- TASK DESCRIPTION -
Can you gather every line below that contains the word "could", with case counting, and copy each one in full?
───── GIVEN ENTRIES ─────
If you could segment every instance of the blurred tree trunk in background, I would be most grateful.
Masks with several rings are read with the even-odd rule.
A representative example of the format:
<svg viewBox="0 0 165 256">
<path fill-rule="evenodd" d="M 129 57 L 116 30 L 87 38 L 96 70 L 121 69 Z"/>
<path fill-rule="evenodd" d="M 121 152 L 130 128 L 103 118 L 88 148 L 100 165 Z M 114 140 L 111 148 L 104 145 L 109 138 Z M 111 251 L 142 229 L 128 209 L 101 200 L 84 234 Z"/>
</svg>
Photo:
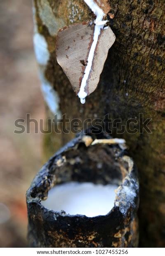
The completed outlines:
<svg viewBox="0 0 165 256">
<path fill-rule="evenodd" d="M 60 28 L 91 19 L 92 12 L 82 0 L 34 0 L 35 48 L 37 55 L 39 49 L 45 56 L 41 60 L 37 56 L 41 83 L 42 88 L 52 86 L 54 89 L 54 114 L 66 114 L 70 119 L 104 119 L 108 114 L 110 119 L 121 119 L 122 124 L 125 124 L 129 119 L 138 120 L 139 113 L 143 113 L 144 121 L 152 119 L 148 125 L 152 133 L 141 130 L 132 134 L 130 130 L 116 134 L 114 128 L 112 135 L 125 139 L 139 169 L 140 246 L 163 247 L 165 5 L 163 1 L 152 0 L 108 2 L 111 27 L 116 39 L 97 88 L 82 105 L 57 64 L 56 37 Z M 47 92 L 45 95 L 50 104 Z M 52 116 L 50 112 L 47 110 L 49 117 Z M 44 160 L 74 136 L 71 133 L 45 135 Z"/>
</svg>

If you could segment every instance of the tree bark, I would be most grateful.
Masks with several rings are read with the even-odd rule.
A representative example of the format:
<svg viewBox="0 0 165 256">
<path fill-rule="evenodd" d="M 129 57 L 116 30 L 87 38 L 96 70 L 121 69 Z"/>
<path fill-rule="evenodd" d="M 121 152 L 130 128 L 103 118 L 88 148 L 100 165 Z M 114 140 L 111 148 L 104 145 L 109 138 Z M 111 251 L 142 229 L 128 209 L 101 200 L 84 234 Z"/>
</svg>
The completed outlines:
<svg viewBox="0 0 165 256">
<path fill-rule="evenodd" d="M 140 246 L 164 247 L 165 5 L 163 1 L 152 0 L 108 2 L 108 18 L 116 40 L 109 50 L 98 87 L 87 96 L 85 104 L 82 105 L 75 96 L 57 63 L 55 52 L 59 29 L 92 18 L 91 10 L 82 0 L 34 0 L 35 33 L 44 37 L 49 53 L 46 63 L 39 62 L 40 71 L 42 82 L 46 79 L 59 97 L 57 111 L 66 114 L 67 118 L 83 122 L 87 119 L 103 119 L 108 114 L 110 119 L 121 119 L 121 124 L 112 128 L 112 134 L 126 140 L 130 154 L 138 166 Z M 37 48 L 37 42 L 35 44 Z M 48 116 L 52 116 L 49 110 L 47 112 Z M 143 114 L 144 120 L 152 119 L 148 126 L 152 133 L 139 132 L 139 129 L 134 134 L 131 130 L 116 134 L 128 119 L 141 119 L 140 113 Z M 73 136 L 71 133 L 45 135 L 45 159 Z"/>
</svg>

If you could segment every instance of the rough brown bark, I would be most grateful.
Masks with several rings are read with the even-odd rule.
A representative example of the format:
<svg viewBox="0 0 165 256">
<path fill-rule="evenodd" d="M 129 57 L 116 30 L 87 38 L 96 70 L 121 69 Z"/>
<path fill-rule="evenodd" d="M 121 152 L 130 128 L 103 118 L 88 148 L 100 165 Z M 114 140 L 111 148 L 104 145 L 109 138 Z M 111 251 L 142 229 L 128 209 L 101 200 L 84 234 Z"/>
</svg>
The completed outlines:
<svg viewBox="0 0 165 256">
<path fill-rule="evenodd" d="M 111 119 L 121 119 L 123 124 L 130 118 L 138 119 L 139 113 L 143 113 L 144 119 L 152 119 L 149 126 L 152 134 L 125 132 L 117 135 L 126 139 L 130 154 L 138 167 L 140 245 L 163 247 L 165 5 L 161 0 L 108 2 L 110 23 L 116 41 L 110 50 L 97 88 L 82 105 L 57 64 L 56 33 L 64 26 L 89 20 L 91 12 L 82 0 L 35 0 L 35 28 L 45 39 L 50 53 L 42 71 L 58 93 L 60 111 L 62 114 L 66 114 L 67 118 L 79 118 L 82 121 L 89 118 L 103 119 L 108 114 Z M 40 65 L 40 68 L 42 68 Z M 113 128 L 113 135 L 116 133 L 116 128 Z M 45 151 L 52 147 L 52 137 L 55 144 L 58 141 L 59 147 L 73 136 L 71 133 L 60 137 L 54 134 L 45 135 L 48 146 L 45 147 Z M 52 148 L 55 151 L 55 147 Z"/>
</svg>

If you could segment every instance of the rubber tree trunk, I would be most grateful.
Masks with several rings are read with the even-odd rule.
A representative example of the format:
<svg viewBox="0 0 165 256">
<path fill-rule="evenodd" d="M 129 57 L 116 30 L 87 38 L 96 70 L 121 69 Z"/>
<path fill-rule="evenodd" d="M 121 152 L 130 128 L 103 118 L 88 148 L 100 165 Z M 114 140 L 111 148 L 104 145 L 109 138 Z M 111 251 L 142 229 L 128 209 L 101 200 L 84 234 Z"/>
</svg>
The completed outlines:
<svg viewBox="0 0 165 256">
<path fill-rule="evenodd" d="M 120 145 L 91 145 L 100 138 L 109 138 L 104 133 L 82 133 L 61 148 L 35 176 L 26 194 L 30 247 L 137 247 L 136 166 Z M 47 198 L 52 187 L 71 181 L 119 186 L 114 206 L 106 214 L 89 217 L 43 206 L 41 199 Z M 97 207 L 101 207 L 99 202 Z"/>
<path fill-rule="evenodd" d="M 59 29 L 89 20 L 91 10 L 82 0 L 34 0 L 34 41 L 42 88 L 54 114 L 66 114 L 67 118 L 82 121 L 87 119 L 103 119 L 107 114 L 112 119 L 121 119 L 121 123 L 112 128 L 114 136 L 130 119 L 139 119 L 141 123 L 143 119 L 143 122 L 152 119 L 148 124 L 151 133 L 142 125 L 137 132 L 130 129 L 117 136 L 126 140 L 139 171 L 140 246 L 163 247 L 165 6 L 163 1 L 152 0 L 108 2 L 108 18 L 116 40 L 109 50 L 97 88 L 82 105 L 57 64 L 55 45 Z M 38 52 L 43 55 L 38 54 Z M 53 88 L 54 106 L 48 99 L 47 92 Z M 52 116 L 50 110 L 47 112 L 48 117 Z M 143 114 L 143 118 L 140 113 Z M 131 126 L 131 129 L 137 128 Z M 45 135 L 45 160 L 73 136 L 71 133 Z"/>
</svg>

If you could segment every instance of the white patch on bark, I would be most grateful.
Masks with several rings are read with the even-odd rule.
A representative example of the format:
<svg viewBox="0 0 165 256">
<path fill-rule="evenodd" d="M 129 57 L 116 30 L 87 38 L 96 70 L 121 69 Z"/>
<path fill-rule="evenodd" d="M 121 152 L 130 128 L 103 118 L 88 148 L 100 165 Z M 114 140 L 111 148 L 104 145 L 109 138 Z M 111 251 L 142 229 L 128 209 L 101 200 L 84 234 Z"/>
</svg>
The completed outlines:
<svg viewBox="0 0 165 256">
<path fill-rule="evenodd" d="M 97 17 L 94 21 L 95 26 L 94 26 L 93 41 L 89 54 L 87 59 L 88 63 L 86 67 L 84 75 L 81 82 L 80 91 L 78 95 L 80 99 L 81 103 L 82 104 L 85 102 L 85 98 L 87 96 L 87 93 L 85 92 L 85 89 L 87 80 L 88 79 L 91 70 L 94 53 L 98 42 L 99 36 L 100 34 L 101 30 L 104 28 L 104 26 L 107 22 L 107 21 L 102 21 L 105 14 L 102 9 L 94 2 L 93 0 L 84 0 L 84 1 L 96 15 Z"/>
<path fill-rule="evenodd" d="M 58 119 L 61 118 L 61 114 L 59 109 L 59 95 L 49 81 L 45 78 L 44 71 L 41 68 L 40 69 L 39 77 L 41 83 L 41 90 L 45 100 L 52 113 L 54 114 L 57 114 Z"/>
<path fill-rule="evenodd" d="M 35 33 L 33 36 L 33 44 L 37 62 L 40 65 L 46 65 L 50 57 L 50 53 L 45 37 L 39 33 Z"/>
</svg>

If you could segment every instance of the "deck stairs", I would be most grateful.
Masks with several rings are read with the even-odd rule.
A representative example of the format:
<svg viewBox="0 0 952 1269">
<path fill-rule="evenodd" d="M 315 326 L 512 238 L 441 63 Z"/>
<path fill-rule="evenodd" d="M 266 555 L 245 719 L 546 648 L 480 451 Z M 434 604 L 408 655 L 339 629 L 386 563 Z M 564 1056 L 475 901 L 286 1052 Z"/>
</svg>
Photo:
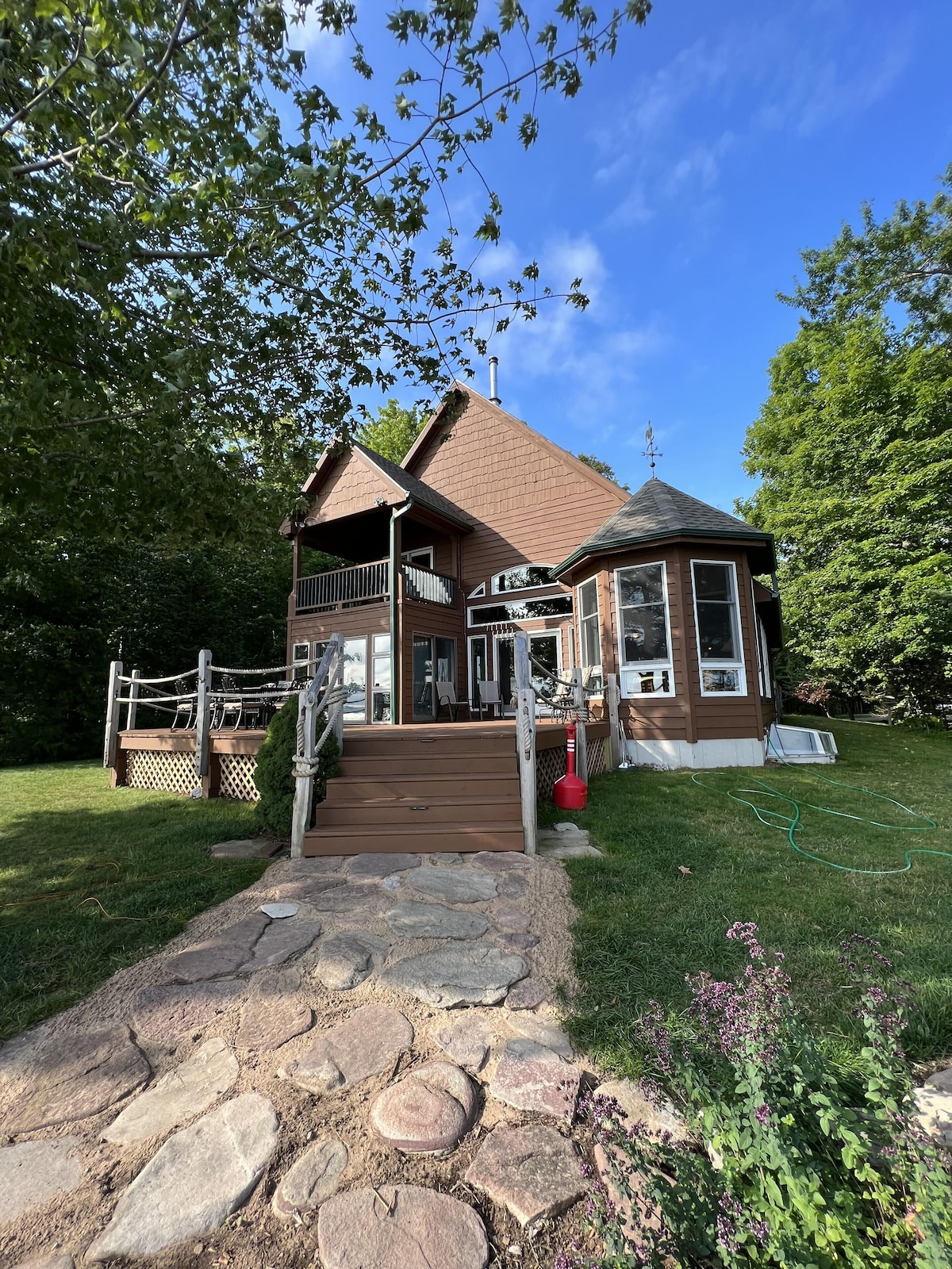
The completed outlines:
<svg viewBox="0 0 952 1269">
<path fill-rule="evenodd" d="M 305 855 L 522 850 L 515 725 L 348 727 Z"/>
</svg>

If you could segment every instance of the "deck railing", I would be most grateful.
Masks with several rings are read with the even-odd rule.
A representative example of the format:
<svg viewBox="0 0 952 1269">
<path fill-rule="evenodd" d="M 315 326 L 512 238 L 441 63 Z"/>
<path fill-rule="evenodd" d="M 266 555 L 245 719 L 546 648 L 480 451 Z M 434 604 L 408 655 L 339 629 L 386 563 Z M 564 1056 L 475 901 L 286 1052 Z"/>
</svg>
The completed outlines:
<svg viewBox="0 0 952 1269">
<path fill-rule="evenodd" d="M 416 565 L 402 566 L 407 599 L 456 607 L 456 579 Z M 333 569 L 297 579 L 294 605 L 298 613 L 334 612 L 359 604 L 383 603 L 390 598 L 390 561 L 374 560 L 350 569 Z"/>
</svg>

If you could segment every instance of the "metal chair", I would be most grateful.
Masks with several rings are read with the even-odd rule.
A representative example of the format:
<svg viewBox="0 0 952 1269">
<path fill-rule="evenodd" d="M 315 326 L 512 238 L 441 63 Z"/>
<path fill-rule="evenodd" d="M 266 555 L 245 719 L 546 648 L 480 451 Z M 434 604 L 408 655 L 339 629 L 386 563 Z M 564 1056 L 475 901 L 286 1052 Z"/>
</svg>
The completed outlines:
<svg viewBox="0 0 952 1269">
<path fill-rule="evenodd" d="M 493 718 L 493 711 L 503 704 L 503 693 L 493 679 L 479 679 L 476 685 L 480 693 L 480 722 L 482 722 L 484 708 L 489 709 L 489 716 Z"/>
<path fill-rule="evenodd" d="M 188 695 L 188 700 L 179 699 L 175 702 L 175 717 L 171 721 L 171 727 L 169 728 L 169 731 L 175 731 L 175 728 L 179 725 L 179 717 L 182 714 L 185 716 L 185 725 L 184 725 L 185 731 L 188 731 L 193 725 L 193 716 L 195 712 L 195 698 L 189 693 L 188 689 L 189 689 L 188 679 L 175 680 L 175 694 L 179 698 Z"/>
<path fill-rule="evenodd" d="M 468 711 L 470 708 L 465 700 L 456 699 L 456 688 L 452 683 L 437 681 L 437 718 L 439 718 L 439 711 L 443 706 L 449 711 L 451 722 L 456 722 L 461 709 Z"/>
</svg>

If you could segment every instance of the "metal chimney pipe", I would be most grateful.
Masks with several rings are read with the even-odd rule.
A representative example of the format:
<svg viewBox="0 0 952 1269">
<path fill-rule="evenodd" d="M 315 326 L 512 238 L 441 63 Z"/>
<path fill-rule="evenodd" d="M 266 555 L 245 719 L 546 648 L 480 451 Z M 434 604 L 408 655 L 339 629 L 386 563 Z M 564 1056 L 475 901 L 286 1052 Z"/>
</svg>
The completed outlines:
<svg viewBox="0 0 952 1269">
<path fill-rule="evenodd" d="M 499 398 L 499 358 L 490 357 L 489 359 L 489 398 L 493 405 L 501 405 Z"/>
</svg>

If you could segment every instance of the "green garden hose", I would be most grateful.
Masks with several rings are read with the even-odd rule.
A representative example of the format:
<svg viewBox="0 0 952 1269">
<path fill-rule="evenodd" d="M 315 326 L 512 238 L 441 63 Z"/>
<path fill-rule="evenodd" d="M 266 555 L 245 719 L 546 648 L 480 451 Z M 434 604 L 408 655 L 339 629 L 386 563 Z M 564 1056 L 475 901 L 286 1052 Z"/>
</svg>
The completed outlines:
─────
- PROBLEM SOLUTION -
If you could segment every instance of the blurred tree trunk in background, I would be most grateful.
If you could segment every instance of the tree bark, I would be most grateful.
If you could segment every instance of the rough brown bark, I would be most grateful.
If you could segment every instance of the rubber tree trunk, I would be most grateful.
If you could segment every instance of the white patch on bark, I would be most grateful.
If you could segment every instance of the "deck stairs", I would be most grateful.
If you could segment every instance of the "deck railing", I would be most grateful.
If you could segment every instance of the "metal chair", I would be most grateful.
If you could segment every instance of the "metal chimney pipe", I would be most grateful.
If you could segment every instance of the "green garden hose", I would be most grateful.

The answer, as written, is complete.